_WHAT TO DO_
Give only the lines from the one containing "the stair step." through the end of the material below, exactly as written.

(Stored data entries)
━━━━━━━━━━
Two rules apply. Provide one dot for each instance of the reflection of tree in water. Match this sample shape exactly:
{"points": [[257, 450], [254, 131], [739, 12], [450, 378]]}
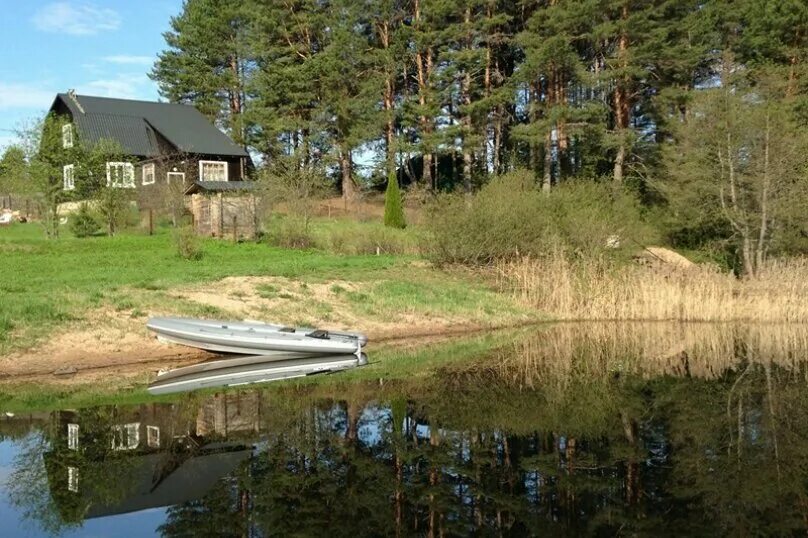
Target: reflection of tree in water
{"points": [[564, 434], [221, 512]]}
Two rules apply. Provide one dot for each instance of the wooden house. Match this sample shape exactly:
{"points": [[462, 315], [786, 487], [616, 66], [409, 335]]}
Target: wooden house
{"points": [[165, 142]]}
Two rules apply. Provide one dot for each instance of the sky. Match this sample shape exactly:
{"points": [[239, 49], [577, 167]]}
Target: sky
{"points": [[97, 47]]}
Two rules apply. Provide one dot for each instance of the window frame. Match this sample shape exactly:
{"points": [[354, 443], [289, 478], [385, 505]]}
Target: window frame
{"points": [[153, 436], [67, 136], [73, 436], [150, 167], [73, 478], [129, 436], [172, 173], [69, 185], [226, 170], [127, 175]]}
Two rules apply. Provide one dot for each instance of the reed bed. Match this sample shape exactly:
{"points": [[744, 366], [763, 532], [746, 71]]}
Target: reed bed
{"points": [[600, 290], [588, 353]]}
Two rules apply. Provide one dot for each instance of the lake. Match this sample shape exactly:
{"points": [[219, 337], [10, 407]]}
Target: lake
{"points": [[604, 430]]}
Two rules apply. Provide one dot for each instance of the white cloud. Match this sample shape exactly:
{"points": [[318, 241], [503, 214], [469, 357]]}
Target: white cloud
{"points": [[25, 96], [75, 18], [7, 140], [123, 86], [125, 59]]}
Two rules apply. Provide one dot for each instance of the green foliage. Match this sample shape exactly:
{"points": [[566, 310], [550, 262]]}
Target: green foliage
{"points": [[393, 209], [735, 176], [83, 223], [510, 216], [13, 170], [187, 243]]}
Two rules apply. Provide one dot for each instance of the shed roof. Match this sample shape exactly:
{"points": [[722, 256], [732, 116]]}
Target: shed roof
{"points": [[219, 186], [133, 124]]}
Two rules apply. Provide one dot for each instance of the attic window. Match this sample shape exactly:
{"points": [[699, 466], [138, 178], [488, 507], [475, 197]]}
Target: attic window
{"points": [[68, 179], [73, 436], [121, 175], [73, 479], [212, 171], [67, 136], [148, 174], [126, 436]]}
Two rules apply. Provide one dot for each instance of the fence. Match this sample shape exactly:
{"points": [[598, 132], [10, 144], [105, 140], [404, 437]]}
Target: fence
{"points": [[225, 216], [24, 205]]}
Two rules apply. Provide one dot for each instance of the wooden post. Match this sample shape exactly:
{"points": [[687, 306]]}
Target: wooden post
{"points": [[221, 217]]}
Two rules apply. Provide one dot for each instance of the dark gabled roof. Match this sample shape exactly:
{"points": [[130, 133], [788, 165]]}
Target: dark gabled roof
{"points": [[134, 123], [134, 134], [219, 186]]}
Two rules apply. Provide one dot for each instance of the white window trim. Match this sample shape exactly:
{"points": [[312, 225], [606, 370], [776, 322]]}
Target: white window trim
{"points": [[153, 436], [128, 175], [67, 136], [68, 177], [125, 442], [148, 168], [73, 479], [226, 170], [180, 174], [73, 436]]}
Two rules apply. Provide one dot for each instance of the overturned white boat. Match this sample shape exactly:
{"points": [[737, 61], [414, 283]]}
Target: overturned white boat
{"points": [[249, 370], [253, 338]]}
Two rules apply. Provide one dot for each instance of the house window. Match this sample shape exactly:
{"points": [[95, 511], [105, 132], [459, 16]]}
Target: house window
{"points": [[121, 175], [212, 171], [148, 174], [175, 176], [67, 136], [68, 178], [153, 436], [73, 479], [73, 436], [126, 436]]}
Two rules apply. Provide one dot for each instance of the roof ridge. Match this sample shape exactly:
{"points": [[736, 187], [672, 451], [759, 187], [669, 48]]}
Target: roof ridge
{"points": [[131, 100]]}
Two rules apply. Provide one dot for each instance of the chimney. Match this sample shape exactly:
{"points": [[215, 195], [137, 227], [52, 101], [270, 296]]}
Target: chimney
{"points": [[71, 93]]}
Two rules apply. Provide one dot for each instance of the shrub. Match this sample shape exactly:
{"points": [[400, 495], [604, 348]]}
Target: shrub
{"points": [[290, 232], [83, 223], [510, 217], [393, 209], [188, 244]]}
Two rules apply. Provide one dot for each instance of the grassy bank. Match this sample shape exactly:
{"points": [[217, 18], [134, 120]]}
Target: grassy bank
{"points": [[48, 285], [388, 366]]}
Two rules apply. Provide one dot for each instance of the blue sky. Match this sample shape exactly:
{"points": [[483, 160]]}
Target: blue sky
{"points": [[97, 47]]}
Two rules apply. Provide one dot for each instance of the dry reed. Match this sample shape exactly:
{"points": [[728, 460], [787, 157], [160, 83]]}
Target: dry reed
{"points": [[599, 290], [568, 353]]}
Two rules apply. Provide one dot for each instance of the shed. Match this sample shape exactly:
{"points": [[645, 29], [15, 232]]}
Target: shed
{"points": [[224, 208]]}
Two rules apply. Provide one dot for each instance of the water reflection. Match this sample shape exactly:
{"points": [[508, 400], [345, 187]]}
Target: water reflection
{"points": [[572, 431]]}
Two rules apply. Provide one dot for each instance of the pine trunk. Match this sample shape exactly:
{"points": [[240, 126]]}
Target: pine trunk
{"points": [[346, 172], [622, 107], [423, 63]]}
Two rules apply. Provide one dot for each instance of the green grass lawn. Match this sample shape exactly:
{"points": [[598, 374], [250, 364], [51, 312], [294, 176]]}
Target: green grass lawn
{"points": [[45, 283]]}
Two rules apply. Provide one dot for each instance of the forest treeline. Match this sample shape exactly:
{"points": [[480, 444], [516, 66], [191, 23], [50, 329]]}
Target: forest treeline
{"points": [[563, 87], [697, 107]]}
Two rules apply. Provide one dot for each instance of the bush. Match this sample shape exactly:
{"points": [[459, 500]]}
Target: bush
{"points": [[510, 217], [393, 209], [290, 232], [188, 244], [83, 223]]}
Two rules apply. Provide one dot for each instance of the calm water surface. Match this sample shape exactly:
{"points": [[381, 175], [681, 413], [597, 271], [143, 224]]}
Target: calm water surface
{"points": [[606, 430]]}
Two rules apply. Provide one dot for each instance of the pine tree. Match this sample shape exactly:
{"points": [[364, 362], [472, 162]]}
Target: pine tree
{"points": [[393, 209], [207, 63]]}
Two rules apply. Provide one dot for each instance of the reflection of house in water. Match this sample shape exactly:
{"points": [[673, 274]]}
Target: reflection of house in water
{"points": [[114, 460]]}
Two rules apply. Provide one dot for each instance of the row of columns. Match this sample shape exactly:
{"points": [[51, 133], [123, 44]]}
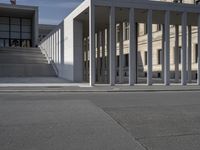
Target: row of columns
{"points": [[186, 51]]}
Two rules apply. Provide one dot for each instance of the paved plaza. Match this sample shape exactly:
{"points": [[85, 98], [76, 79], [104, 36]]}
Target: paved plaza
{"points": [[100, 121]]}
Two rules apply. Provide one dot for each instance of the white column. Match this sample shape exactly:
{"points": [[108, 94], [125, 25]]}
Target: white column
{"points": [[108, 55], [92, 43], [132, 47], [167, 49], [189, 59], [198, 71], [176, 53], [98, 56], [149, 46], [184, 48], [103, 56], [87, 66], [121, 54], [163, 52], [112, 29]]}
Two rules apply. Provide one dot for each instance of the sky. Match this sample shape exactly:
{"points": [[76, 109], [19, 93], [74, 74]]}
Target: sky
{"points": [[50, 11]]}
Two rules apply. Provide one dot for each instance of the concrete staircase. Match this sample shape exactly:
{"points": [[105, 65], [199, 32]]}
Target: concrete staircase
{"points": [[24, 62]]}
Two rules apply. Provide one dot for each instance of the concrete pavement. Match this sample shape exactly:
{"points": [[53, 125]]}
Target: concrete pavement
{"points": [[72, 125], [154, 120]]}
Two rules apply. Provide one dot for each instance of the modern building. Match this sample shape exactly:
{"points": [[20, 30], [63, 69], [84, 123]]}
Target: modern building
{"points": [[101, 42], [109, 41], [18, 26], [19, 55], [44, 30]]}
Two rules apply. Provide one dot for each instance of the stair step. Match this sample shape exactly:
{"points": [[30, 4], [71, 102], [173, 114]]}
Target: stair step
{"points": [[22, 60], [22, 55], [20, 51], [26, 70]]}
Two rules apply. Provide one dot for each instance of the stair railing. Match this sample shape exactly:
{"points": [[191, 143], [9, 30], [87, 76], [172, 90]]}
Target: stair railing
{"points": [[50, 60]]}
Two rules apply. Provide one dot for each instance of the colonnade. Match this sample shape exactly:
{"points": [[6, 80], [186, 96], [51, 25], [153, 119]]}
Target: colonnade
{"points": [[105, 48]]}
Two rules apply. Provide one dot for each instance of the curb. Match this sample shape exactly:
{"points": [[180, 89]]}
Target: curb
{"points": [[98, 91]]}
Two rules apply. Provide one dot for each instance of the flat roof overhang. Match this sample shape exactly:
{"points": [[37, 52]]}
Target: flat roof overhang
{"points": [[141, 9], [17, 11]]}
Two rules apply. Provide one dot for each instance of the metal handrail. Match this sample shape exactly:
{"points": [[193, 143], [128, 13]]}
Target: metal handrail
{"points": [[50, 60]]}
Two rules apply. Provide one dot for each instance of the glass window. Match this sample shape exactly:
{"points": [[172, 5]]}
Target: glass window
{"points": [[4, 20], [15, 35], [26, 28], [15, 43], [4, 34], [1, 43], [15, 21], [15, 28], [4, 27]]}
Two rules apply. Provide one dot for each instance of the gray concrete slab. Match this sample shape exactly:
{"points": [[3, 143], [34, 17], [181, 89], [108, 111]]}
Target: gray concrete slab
{"points": [[60, 125]]}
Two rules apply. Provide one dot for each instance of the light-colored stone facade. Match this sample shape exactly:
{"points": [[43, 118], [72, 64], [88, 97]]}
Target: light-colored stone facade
{"points": [[157, 47]]}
━━━━━━━━━━
_FINISHED ANSWER_
Two rules apply. Provide one dot for each instance of the stair step. Match this sample shape exactly:
{"points": [[30, 4], [71, 102], [173, 114]]}
Target: stair step
{"points": [[22, 60], [22, 55], [20, 51], [26, 70]]}
Two rules apply. Provide one dot for each instance of the stair railing. Match this sample shape exactly:
{"points": [[191, 143], [9, 30], [87, 76], [172, 90]]}
Target: stair railing
{"points": [[50, 60]]}
Two rules apply. Provide one dot for each instance of the colonnade. Match this sample shape exactly:
{"points": [[6, 80], [186, 96], [51, 25], [153, 119]]}
Target: colonnade
{"points": [[105, 48]]}
Two rules apply. Provide one dot for each instance of the curb. Match this sample shape exactly:
{"points": [[180, 89]]}
Target: curb
{"points": [[98, 91]]}
Two rules apply. Provide one dot for each instance of the flat roof overhang. Match this sample shape exactly:
{"points": [[37, 52]]}
Target: flat roof overhang
{"points": [[141, 9], [17, 11]]}
Two rules apply. Provide one dot for each instance of the metal handrail. Match this sample shape exactly:
{"points": [[193, 143], [128, 13]]}
Target: metal handrail
{"points": [[50, 60]]}
Two rules apply. Provide one dot for each instance of the glass window. Match this sample shape exactly:
{"points": [[172, 5]]}
Target: glass window
{"points": [[4, 20], [15, 35], [26, 28], [15, 43], [4, 34], [1, 43], [15, 21], [15, 28], [4, 27]]}
Two rules apply. Provide one dot for each instance of the gray concrete slab. Match this sample shape exactly:
{"points": [[3, 143], [34, 17], [181, 89], [108, 111]]}
Target: gray concrete slab
{"points": [[60, 125]]}
Two rules apply. Provide one dot for each instance of the light-colored stone facade. Match this sample shape exactly:
{"points": [[43, 118], [72, 64], [88, 97]]}
Target: light-colored stone facade
{"points": [[157, 47]]}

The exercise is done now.